Alıştırmalar:
A - Akyol'un Belarus ziyaretine dair değerlendirmelerini aktaran metinde "Gazeteci Mustafa Akyol, Türkiye’nin" ile başlayıp "ilişkin değerlendirmelerde bulundu." ile biten bölümü aynen tekrarlayın.
B - Mustafa Akyol'un Erdoğan'ın Belarus ziyaretine ilişkin değerlendirmelerini aktaran metnin devamını, kaldığı yerden başlayarak yazın.

___ Metin ___

Gazeteci Mustafa Akyol, Türkiye’nin batıdan uzaklaşması, 15 Temmuz darbe girişimi, ve Cumhurbaşkanı Tayyip Erdağan’ın Belarus ziyaretine ilişkin değerlendirmelerde bulundu.

Erdoğan’ın Belarus ziyaretini değerlendiren Akyol, “Erdoğan’ın gözünde Belarus hem başarılı bir siyasi ve yasal sisteme sahip bir ülkeydi, hem de Batı, ülkenin liderine haksızca “saldırarak” Belarus Başkanı’nı “diktatör” diye yaftalıyordu. Hatta bir hafta sonra İstanbul’da yaptığı bir konuşmada söylemini biraz daha ileri taşıyan Erdoğan şöyle dedi: “Bunlar birisine diktatör diyorsa benim inimde iyidir.”

___ Çıkarılan Kayıtlar ___

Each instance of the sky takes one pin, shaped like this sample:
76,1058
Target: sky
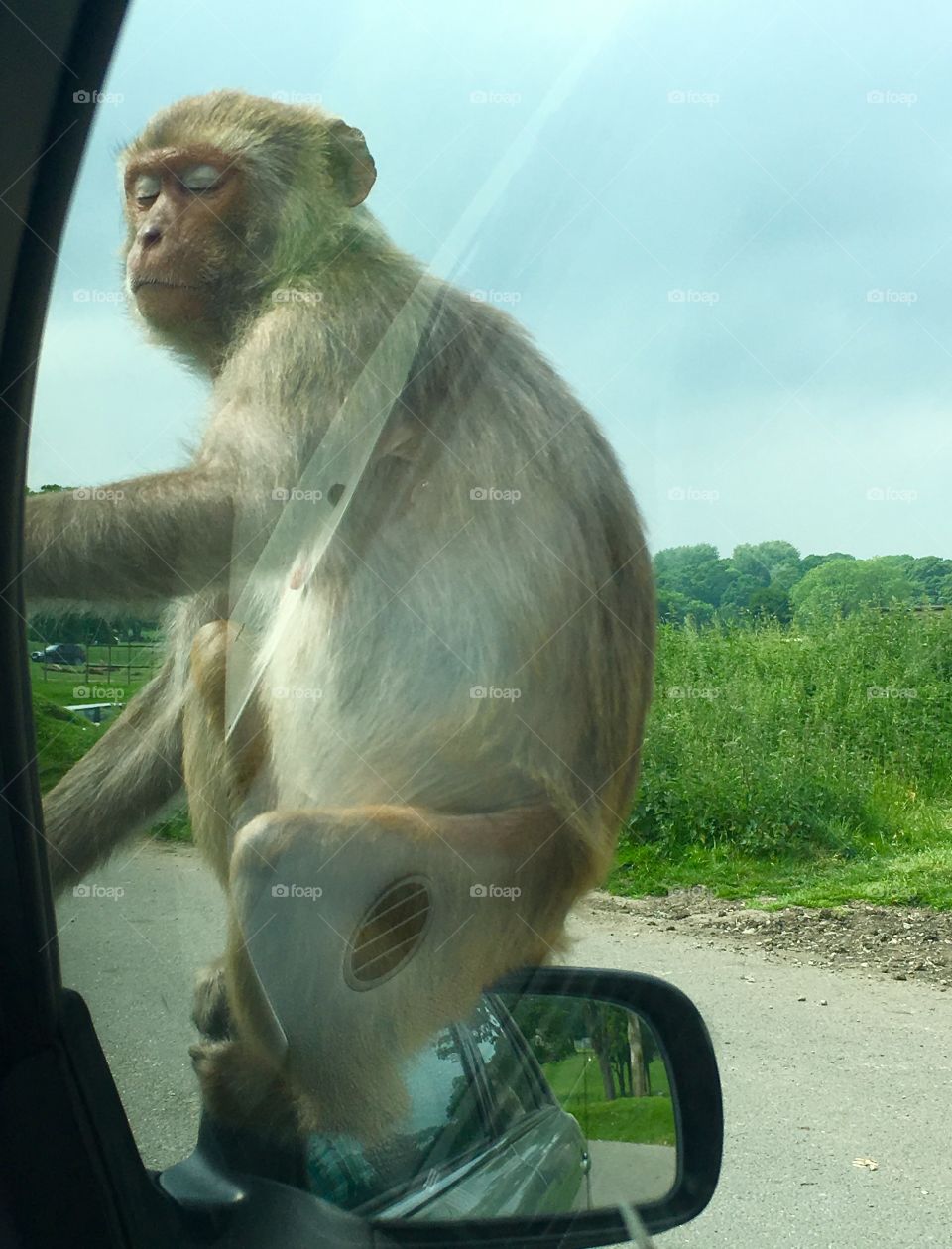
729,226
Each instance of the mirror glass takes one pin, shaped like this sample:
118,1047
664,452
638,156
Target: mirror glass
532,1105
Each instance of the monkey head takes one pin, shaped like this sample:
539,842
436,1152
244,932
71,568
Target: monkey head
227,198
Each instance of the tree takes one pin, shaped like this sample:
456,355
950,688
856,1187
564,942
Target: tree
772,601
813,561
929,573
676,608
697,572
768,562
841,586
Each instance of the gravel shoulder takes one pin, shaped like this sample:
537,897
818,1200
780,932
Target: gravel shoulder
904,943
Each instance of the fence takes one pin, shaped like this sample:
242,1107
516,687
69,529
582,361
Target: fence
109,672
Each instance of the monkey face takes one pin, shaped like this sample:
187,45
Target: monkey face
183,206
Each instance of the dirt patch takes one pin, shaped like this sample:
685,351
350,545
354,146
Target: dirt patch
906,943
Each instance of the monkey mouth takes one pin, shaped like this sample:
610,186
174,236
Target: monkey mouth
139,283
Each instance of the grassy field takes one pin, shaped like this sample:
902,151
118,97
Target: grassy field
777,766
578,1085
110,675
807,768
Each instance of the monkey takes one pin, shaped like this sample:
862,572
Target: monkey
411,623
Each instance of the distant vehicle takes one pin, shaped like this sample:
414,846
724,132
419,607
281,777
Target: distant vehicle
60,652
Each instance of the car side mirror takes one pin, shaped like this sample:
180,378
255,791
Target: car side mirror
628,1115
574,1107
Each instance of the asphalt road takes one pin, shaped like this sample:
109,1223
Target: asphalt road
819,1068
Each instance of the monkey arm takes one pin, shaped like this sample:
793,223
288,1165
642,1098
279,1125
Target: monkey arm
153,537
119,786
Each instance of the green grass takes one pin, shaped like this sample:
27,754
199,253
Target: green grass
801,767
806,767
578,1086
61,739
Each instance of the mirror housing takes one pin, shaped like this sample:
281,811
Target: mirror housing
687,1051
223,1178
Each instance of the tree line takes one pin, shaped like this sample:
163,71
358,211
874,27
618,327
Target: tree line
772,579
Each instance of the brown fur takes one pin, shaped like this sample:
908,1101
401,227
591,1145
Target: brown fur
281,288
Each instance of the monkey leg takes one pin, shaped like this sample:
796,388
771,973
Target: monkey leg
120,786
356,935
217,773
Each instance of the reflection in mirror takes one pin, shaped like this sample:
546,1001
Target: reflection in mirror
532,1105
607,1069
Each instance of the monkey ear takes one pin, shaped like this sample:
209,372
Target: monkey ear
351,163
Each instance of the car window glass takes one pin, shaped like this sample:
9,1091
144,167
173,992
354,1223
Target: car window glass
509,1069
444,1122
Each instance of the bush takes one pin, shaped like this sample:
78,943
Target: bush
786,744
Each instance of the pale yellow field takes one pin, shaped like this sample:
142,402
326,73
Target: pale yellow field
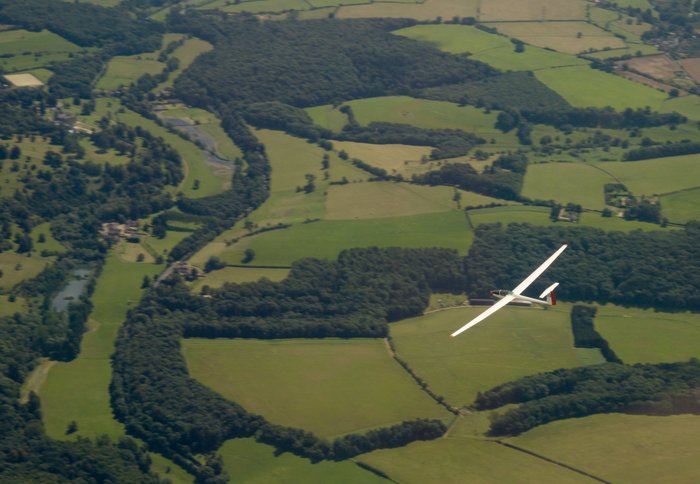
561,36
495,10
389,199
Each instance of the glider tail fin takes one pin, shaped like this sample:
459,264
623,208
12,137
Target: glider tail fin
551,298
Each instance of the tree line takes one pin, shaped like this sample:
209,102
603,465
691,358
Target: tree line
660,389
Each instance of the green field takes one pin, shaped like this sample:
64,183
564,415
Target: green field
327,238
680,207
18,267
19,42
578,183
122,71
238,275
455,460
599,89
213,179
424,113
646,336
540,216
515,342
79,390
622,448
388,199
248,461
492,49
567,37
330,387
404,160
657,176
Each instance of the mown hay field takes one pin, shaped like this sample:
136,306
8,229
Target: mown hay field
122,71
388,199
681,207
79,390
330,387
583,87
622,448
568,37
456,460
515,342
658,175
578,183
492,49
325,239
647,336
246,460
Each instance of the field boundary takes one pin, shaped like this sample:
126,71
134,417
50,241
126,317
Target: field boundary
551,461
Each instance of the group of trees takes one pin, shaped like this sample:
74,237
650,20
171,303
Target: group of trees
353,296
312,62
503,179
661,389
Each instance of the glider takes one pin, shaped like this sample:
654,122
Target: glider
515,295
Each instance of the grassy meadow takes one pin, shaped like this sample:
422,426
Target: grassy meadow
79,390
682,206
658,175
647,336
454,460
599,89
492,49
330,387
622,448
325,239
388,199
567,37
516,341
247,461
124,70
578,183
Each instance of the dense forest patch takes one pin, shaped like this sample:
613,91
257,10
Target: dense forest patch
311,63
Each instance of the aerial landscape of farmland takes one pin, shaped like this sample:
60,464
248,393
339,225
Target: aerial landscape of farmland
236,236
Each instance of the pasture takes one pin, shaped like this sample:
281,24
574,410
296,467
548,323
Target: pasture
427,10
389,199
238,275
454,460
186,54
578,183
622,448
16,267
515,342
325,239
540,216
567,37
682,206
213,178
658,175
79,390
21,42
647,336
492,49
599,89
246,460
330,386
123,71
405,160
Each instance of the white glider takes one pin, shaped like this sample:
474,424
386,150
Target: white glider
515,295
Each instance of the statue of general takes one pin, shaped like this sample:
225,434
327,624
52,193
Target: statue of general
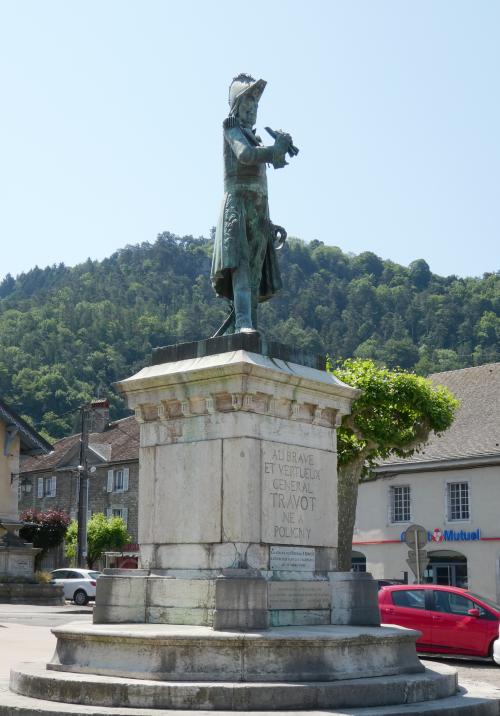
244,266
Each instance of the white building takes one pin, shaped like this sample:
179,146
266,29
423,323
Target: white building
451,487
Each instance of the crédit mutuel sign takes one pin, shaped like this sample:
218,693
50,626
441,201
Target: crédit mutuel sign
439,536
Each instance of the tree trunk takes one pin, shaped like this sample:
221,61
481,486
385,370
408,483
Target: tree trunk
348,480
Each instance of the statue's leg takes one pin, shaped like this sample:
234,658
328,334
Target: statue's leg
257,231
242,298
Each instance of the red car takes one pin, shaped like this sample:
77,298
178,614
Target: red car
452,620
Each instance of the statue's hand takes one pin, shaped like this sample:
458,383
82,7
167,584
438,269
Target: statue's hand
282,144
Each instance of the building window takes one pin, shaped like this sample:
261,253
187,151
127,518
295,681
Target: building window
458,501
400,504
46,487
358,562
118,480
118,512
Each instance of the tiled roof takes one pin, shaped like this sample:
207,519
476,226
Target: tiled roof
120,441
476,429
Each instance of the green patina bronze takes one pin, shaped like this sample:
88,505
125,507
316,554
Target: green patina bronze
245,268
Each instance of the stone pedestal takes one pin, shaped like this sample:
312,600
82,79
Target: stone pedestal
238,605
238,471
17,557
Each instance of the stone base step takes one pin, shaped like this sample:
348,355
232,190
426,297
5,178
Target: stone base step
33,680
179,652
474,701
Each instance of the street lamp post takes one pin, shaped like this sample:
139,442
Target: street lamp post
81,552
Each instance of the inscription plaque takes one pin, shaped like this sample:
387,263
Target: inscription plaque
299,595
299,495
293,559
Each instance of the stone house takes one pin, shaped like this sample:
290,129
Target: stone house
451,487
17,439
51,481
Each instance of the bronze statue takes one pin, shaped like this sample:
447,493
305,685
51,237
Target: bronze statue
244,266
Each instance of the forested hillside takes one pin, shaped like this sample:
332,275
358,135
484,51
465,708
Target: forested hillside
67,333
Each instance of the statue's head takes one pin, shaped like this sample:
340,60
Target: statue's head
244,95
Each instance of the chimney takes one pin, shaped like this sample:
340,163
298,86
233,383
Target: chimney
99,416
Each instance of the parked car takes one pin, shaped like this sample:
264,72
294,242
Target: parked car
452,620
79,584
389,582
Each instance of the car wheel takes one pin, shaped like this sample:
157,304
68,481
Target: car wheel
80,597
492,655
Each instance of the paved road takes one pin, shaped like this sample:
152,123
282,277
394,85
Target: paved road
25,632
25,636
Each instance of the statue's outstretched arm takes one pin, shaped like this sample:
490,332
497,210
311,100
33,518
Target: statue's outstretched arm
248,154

___
___ Çıkarılan Kayıtlar ___

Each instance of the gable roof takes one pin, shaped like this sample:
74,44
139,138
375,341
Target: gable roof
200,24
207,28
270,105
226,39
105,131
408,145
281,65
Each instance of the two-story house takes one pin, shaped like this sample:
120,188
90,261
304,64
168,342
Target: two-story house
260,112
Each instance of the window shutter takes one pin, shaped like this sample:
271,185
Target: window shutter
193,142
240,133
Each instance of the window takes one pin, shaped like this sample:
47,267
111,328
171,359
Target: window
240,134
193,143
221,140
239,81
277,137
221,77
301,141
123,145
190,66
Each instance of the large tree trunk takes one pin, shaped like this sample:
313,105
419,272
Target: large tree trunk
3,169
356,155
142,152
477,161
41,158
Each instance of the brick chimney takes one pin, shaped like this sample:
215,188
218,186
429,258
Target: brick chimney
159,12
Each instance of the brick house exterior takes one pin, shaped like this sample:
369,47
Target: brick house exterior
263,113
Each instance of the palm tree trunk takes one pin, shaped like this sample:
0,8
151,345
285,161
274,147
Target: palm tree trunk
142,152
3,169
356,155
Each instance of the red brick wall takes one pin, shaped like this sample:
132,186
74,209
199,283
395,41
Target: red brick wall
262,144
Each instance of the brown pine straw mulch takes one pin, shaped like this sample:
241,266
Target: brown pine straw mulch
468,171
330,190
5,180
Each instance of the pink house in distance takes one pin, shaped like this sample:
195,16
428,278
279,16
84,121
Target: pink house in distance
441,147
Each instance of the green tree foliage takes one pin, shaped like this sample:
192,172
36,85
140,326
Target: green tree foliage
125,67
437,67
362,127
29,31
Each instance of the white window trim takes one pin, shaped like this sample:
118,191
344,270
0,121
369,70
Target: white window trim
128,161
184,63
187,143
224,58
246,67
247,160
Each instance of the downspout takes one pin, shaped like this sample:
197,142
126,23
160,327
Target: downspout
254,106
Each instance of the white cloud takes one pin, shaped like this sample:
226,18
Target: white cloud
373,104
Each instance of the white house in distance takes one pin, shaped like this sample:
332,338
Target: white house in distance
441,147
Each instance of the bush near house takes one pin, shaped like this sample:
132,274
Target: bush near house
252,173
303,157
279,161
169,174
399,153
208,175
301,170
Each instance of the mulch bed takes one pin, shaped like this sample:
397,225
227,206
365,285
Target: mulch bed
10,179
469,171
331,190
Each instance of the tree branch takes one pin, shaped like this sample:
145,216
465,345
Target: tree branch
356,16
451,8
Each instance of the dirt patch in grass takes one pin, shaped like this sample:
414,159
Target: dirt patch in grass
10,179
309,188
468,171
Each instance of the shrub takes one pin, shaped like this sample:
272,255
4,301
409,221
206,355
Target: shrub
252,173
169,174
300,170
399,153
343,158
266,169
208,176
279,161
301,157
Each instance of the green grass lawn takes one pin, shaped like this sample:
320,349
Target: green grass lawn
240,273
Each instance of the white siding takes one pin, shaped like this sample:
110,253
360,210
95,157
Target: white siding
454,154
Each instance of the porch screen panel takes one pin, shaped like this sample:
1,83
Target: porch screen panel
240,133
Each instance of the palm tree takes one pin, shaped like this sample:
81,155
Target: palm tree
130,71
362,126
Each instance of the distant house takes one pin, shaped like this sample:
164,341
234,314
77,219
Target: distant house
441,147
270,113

___

Görev Yanıtları:
A -
Gazeteci Mustafa Akyol, Türkiye’nin batıdan uzaklaşması, 15 Temmuz darbe girişimi, ve Cumhurbaşkanı Tayyip Erdağan’ın Belarus ziyaretine ilişkin değerlendirmelerde bulundu.

B -
“Bu, bize Cumhurbaşkanı Erdoğan’ın artık Batılı devletler, kuruluşlar ve Batı basını tarafından “diktatör” olmakla eleştirilen dünya liderleriyle bir dayanışma hissiyatı içinde olduğunu gösteriyor” ifadelerini kullandı.

Mustafa Akyol’un Al Monitör’de yayınlanan, “Erdoğan Belarus’u niçin takdir etti?” başlıklı yazısı şöyle:

Türkiye Cumhurbaşkanı Recep Tayyip Erdoğan’ın sık sık ziyaret ettiği Batı başkentlerinde yükselen ve demokratikleşen Türkiye’nin lideri olarak övgüyle karşılandığı günler artık mazide kaldı.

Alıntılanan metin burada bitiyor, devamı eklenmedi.